▸ Set exercise A: Please reproduce the text on the Halves debut album word for word, from its first line to its last.

▸ Source text:
※ ※ ※
It Goes, It Goes (Forever & Ever) is the debut album by Dublin band Halves.
It was released late 2010 in Ireland (and June 2011 in UK/Europe) through the band's own record label
'Hateistheenemy'.

Recording
Recorded in the legendary Hotel2Tango studios in Montreal (housed in a former alarm factory beside a freight railroad) and tracked over two sunny weeks in August 2009, It Goes, It Goes (Forever & Ever) was created with the use of the studio's vast collection of instruments, amps, organs, effects (most of which dated from 1930's-1980's). Eleven songs were recorded live, in one large room on 2" reel-to-reel tape by Efrim Menuck (Godspeed You! Black Emperor), Howard Bilerman and Radwan Moumneh.

On returning to Ireland additional recording resumed with Richard McCullough in the band's own studio 'The Windfarm' and in various locations nationwide. Guest performers on the record include: Amy Millan (Stars/Broken Social Scene), Katie Kim, Phil Boughton (Subplots), Canadian harpist Elaine Kelly-Canning, Irish Chamber brass and string players and twenty-seven members of the Kilkenny choir.
※ ※ ※
▸ Set exercise B: Output the entries as a JSON list of strings, one string per line with blank lines omitted. Start at the line that contains "Question. Put a dot on every instance of the wild" and end at the final line of the entries, including both ends.
※ ※ ※
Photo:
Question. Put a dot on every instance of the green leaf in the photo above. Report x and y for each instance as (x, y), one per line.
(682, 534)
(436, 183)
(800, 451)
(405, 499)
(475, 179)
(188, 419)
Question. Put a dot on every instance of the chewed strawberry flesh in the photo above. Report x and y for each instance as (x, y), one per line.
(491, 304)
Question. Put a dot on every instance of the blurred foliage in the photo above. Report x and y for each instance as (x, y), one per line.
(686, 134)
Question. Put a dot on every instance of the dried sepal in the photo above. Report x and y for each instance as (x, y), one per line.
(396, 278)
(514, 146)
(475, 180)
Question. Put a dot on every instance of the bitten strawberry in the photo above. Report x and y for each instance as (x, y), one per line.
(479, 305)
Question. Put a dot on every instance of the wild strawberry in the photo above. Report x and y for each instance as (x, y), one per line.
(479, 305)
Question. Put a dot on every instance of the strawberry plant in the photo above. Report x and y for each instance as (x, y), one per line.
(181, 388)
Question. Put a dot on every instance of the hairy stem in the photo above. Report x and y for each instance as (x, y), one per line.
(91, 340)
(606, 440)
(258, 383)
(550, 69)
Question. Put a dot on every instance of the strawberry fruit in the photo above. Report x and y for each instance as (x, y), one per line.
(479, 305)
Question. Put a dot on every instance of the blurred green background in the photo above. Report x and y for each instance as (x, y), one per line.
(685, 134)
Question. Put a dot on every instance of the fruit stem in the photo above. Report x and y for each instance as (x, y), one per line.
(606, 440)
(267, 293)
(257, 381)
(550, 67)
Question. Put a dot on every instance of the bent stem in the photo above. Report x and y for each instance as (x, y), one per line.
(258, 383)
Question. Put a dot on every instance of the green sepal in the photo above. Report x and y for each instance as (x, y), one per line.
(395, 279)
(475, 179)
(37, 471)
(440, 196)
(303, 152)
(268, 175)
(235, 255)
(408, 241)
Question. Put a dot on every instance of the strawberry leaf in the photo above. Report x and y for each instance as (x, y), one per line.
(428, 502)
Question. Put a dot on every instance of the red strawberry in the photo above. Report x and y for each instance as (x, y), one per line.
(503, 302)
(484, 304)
※ ※ ※
▸ Final answer A:
It Goes, It Goes (Forever & Ever) is the debut album by Dublin band Halves.
It was released late 2010 in Ireland (and June 2011 in UK/Europe) through the band's own record label
'Hateistheenemy'.

Recording
Recorded in the legendary Hotel2Tango studios in Montreal (housed in a former alarm factory beside a freight railroad) and tracked over two sunny weeks in August 2009, It Goes, It Goes (Forever & Ever) was created with the use of the studio's vast collection of instruments, amps, organs, effects (most of which dated from 1930's-1980's). Eleven songs were recorded live, in one large room on 2" reel-to-reel tape by Efrim Menuck (Godspeed You! Black Emperor), Howard Bilerman and Radwan Moumneh.

On returning to Ireland additional recording resumed with Richard McCullough in the band's own studio 'The Windfarm' and in various locations nationwide. Guest performers on the record include: Amy Millan (Stars/Broken Social Scene), Katie Kim, Phil Boughton (Subplots), Canadian harpist Elaine Kelly-Canning, Irish Chamber brass and string players and twenty-seven members of the Kilkenny choir.

▸ Final answer B:
[
  "Question. Put a dot on every instance of the wild strawberry in the photo above. Report x and y for each instance as (x, y), one per line.",
  "(479, 305)",
  "Question. Put a dot on every instance of the strawberry plant in the photo above. Report x and y for each instance as (x, y), one per line.",
  "(181, 388)",
  "Question. Put a dot on every instance of the hairy stem in the photo above. Report x and y for each instance as (x, y), one per line.",
  "(91, 340)",
  "(606, 440)",
  "(258, 383)",
  "(550, 69)",
  "Question. Put a dot on every instance of the strawberry fruit in the photo above. Report x and y for each instance as (x, y), one per line.",
  "(479, 305)",
  "Question. Put a dot on every instance of the blurred green background in the photo above. Report x and y for each instance as (x, y), one per line.",
  "(685, 134)",
  "Question. Put a dot on every instance of the fruit stem in the photo above. Report x and y for each instance as (x, y), one per line.",
  "(606, 440)",
  "(267, 293)",
  "(257, 381)",
  "(550, 67)",
  "Question. Put a dot on every instance of the bent stem in the photo above. Report x and y for each instance as (x, y), one per line.",
  "(258, 383)",
  "Question. Put a dot on every instance of the green sepal in the photo above. Report x and y for each instance as (x, y), one per line.",
  "(395, 279)",
  "(475, 179)",
  "(37, 471)",
  "(440, 196)",
  "(303, 152)",
  "(268, 175)",
  "(235, 255)",
  "(408, 241)",
  "Question. Put a dot on every instance of the strawberry leaf in the photo above. Report x and y for each instance as (x, y), one per line.",
  "(428, 502)",
  "Question. Put a dot on every instance of the red strawberry in the photo above. Report x and y for each instance as (x, y), one per line.",
  "(503, 302)",
  "(484, 304)"
]